**WHAT TO WORK ON**. Give every entry again, word for word.

[start ENTRIES SHOWN]

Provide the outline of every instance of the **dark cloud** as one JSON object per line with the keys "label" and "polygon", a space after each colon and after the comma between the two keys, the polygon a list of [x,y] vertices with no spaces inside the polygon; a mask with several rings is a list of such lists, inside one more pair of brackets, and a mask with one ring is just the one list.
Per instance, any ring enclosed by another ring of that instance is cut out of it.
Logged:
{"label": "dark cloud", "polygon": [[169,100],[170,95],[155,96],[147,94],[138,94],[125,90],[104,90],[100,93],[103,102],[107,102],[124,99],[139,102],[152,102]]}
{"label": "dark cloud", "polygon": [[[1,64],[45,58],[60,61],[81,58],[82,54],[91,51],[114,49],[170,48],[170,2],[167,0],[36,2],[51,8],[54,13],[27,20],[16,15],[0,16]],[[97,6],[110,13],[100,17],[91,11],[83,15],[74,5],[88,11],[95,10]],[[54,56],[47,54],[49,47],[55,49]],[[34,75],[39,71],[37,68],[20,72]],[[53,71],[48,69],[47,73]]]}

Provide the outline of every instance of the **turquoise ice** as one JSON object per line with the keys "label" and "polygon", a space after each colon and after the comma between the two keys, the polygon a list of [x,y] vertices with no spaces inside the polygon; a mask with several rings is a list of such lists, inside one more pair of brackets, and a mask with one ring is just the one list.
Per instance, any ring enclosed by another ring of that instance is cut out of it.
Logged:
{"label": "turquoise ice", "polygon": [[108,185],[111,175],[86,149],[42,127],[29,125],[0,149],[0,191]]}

[end ENTRIES SHOWN]

**FINISHED ANSWER**.
Provide the outline of every instance of the **dark cloud** as one JSON object per line with the keys "label" and "polygon", a space after each colon and after the comma between the two keys, the polygon a list of [x,y] vertices with no spaces inside the polygon; a mask with several rings is a list of such lists, inside one more pair of brackets, and a mask with one ring is just the one list.
Per instance, any ring enclosed by another ring of that instance is cut out of it.
Logged:
{"label": "dark cloud", "polygon": [[169,100],[170,95],[155,96],[147,94],[138,94],[125,90],[104,90],[100,93],[103,102],[107,102],[124,99],[139,102],[152,102]]}
{"label": "dark cloud", "polygon": [[[1,64],[45,58],[60,61],[81,58],[82,54],[91,51],[114,49],[170,48],[170,2],[167,0],[36,2],[51,8],[54,13],[27,20],[16,15],[0,16]],[[97,6],[110,13],[100,17],[91,11],[83,15],[74,5],[88,11],[95,10]],[[54,56],[47,54],[49,47],[55,49]],[[34,75],[39,71],[37,68],[20,72]],[[53,71],[48,69],[47,73]]]}

Provide the outline of every instance of the **turquoise ice** as one JSON object per line with the keys "label" and "polygon", a space after each colon and after the comma between the two keys, the polygon a list of [x,y] vertices with no spaces inside the polygon; a mask with several rings is a list of such lists, inside one more pair of brackets, and a mask with one ring is just the one list.
Per instance, any ring enclosed by another ring of that instance is cut out of it.
Logged:
{"label": "turquoise ice", "polygon": [[108,185],[111,175],[86,149],[42,127],[29,125],[0,149],[0,191]]}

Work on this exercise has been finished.